Work instructions
Recast each line of the entries below as a Markdown table with the columns Number and Entry Text, one row per line, skipping blank lines and leaving the pictures out of the answer.

Data for this exercise
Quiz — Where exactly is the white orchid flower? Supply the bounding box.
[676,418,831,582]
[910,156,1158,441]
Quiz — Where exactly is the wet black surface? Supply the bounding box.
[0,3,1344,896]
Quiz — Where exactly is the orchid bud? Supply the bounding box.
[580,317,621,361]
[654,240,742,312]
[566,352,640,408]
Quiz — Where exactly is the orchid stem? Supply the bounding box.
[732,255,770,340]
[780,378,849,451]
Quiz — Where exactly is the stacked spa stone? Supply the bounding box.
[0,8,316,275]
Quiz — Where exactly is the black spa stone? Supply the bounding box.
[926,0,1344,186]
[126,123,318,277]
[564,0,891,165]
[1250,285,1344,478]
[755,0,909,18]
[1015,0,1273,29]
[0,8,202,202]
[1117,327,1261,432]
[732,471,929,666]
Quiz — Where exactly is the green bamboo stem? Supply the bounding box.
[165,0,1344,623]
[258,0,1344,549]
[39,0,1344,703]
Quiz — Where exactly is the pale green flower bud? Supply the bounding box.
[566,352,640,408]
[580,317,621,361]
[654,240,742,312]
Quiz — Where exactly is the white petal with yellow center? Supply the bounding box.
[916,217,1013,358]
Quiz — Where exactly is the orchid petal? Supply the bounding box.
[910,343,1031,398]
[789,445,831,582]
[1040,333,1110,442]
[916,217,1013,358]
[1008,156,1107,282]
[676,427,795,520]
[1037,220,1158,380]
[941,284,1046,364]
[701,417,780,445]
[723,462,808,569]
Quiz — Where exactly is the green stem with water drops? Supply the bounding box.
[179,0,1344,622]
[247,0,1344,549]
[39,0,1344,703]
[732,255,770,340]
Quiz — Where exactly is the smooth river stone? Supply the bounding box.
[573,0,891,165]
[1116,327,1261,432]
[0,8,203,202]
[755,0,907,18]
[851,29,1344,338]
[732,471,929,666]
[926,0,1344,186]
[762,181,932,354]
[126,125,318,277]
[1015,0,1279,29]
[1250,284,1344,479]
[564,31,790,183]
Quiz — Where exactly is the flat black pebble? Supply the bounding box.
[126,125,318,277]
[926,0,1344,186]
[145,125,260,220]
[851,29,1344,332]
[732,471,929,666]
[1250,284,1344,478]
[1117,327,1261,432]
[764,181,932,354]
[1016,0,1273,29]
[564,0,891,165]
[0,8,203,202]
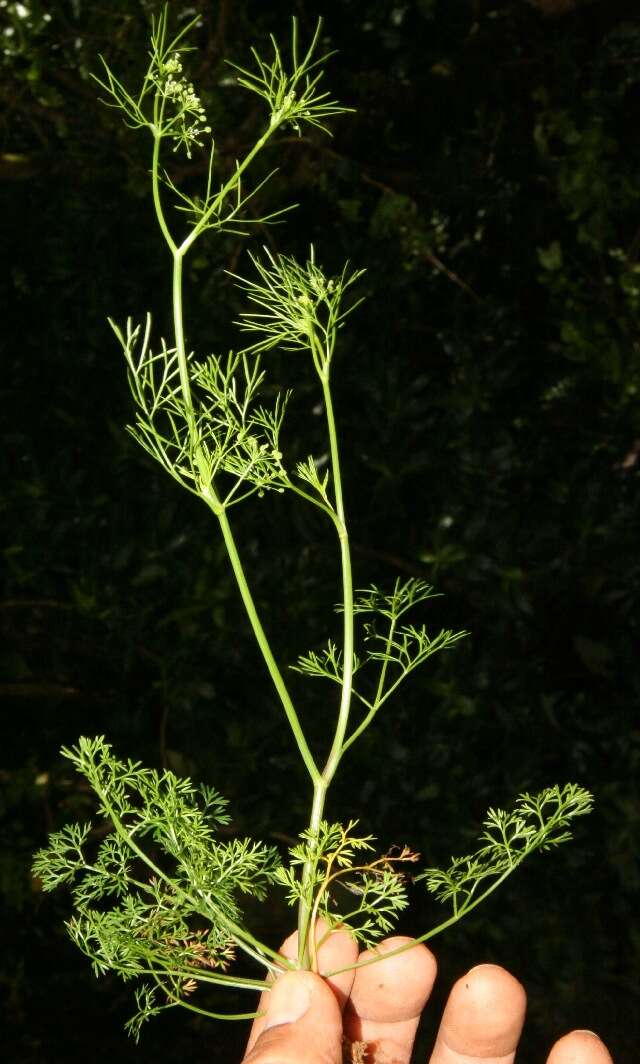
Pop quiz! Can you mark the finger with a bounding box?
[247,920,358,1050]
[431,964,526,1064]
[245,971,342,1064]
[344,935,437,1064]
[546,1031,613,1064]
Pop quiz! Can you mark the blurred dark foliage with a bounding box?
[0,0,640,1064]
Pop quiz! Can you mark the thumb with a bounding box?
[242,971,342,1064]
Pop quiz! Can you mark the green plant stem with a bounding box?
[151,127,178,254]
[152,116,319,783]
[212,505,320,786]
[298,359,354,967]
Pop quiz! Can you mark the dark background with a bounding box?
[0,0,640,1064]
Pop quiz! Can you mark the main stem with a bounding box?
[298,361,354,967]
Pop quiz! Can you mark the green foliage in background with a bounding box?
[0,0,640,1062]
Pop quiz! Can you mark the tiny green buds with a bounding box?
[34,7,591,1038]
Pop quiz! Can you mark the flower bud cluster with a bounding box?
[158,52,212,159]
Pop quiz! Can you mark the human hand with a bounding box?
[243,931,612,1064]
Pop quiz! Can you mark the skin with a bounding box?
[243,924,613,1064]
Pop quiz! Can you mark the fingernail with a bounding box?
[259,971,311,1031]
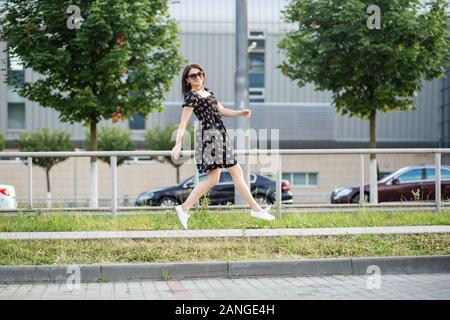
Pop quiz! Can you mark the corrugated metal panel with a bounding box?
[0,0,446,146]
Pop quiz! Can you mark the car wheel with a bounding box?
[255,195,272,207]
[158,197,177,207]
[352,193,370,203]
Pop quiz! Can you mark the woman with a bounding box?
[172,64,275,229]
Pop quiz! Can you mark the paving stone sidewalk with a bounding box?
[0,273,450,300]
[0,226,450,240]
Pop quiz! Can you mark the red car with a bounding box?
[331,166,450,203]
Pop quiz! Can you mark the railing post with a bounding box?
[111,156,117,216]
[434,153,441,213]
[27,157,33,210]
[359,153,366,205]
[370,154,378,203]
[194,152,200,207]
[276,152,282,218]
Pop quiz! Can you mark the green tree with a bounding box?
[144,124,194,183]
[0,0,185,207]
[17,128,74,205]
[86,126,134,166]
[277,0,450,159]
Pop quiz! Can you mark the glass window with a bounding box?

Solution to the exercise
| Number | Entry Text |
|---|---|
| 1 | Quiz — Where exactly is the white orchid flower? Supply the bounding box. |
| 2 | [676,418,831,582] |
| 3 | [910,156,1158,441] |
| 4 | Quiz — Where exactly is the wet black surface? Supply the bounding box. |
| 5 | [0,3,1344,896] |
| 6 | Quiz — Where exactly is the orchid bud? Supply the bounding box. |
| 7 | [580,317,621,361] |
| 8 | [654,240,742,312] |
| 9 | [566,352,640,408] |
| 10 | Quiz — Where exactly is the orchid stem? Supply the bounding box. |
| 11 | [732,255,770,340] |
| 12 | [780,378,849,451] |
| 13 | Quiz — Where exactly is the stacked spa stone? Supply the bounding box. |
| 14 | [0,8,316,275] |
| 15 | Quiz — Where exactly is the black spa stone? Supply the bounding box. |
| 16 | [926,0,1344,186] |
| 17 | [126,123,318,277] |
| 18 | [564,0,891,165] |
| 19 | [1250,285,1344,478] |
| 20 | [755,0,909,18] |
| 21 | [1015,0,1273,29] |
| 22 | [0,8,202,202] |
| 23 | [1117,327,1261,432] |
| 24 | [732,471,929,666] |
| 25 | Quiz — Where exactly is the green bamboo stem? Supply the bounding box. |
| 26 | [165,0,1344,623] |
| 27 | [258,0,1344,549] |
| 28 | [39,0,1344,703] |
| 29 | Quiz — Where exactly is the pale green flower bud? Supply the bounding box. |
| 30 | [566,352,640,408] |
| 31 | [580,317,621,361] |
| 32 | [654,240,742,312] |
| 33 | Quiz — Where exactly is the white petal with yellow center? Supply the bounding box. |
| 34 | [916,217,1013,358] |
| 35 | Quiz — Where exactly is the orchid petal? Supply the bounding box. |
| 36 | [910,343,1031,398] |
| 37 | [789,445,831,582] |
| 38 | [1040,333,1110,442] |
| 39 | [916,217,1013,358] |
| 40 | [1008,156,1107,282] |
| 41 | [676,427,795,520] |
| 42 | [1037,220,1158,380] |
| 43 | [941,284,1046,364] |
| 44 | [701,417,780,445] |
| 45 | [723,462,808,569] |
| 46 | Quiz — Where exactly is the green stem with water drops? Supply the bounding box. |
| 47 | [179,0,1344,622] |
| 48 | [247,0,1344,549] |
| 49 | [39,0,1344,703] |
| 50 | [732,255,770,340] |
| 51 | Quiz — Where exactly is the smooth river stone? Supply the bounding box. |
| 52 | [573,0,891,165] |
| 53 | [1116,327,1261,432] |
| 54 | [0,8,203,202] |
| 55 | [755,0,907,18] |
| 56 | [851,29,1344,338] |
| 57 | [732,471,929,666] |
| 58 | [926,0,1344,186] |
| 59 | [762,181,932,354] |
| 60 | [126,125,318,277] |
| 61 | [1015,0,1279,29] |
| 62 | [1250,284,1344,479] |
| 63 | [564,31,790,183] |
| 64 | Quiz — Where exactly is the flat black pebble? Supply the bounding box. |
| 65 | [126,125,318,277] |
| 66 | [926,0,1344,186] |
| 67 | [145,125,260,220] |
| 68 | [851,29,1344,332] |
| 69 | [732,471,929,666] |
| 70 | [1250,284,1344,478] |
| 71 | [1117,327,1261,432] |
| 72 | [764,181,932,354] |
| 73 | [1016,0,1273,29] |
| 74 | [564,0,891,165] |
| 75 | [0,8,203,202] |
| 76 | Pop quiz! Can you mark the finger with a bounding box? |
| 77 | [247,920,358,1050] |
| 78 | [431,964,526,1064] |
| 79 | [245,971,342,1064] |
| 80 | [344,935,437,1064] |
| 81 | [546,1031,613,1064] |
| 82 | Pop quiz! Can you mark the blurred dark foliage with a bounding box? |
| 83 | [0,0,640,1064] |
| 84 | Pop quiz! Can you mark the thumb with a bounding box? |
| 85 | [242,971,342,1064] |
| 86 | Pop quiz! Can you mark the green plant stem with a bounding box? |
| 87 | [151,127,178,254] |
| 88 | [152,116,319,783] |
| 89 | [212,505,320,786] |
| 90 | [298,359,354,967] |
| 91 | Pop quiz! Can you mark the dark background with a bounding box? |
| 92 | [0,0,640,1064] |
| 93 | Pop quiz! Can you mark the main stem with a bounding box? |
| 94 | [298,361,354,967] |
| 95 | Pop quiz! Can you mark the green foliage in background with a bounding box? |
| 96 | [0,0,640,1062] |
| 97 | Pop quiz! Can you mark the tiny green buds with a bounding box? |
| 98 | [34,7,591,1038] |
| 99 | Pop quiz! Can you mark the flower bud cluster with a bounding box? |
| 100 | [158,52,212,159] |
| 101 | Pop quiz! Can you mark the human hand with a bounding box? |
| 102 | [243,931,612,1064] |
| 103 | Pop quiz! Can you mark the skin with a bounding box? |
| 104 | [243,924,613,1064] |
| 105 | Pop quiz! Can you mark the fingernail with a bounding box? |
| 106 | [259,971,311,1031] |
| 107 | Pop quiz! Can you mark the corrugated metal panel with a bounding box? |
| 108 | [0,0,446,146] |
| 109 | Pop quiz! Can you mark the car wheel with a bounding box? |
| 110 | [255,195,272,207] |
| 111 | [158,197,177,207] |
| 112 | [352,193,370,203] |
| 113 | Pop quiz! Can you mark the woman with a bounding box? |
| 114 | [172,64,275,229] |
| 115 | Pop quiz! Can you mark the paving stone sidewalk with a bounding box? |
| 116 | [0,273,450,300] |
| 117 | [0,226,450,240] |
| 118 | Pop quiz! Can you mark the red car with a bounding box? |
| 119 | [331,166,450,203] |
| 120 | Pop quiz! Can you mark the railing post with a bounding box? |
| 121 | [111,156,117,216] |
| 122 | [434,153,441,213] |
| 123 | [27,157,33,210] |
| 124 | [359,153,366,205] |
| 125 | [370,154,378,203] |
| 126 | [194,152,200,207] |
| 127 | [276,152,282,218] |
| 128 | Pop quiz! Can you mark the green tree with a bounding box? |
| 129 | [144,124,194,183] |
| 130 | [0,0,185,207] |
| 131 | [17,128,74,205] |
| 132 | [86,126,134,166] |
| 133 | [277,0,450,159] |
| 134 | Pop quiz! Can you mark the glass window with a bounding box? |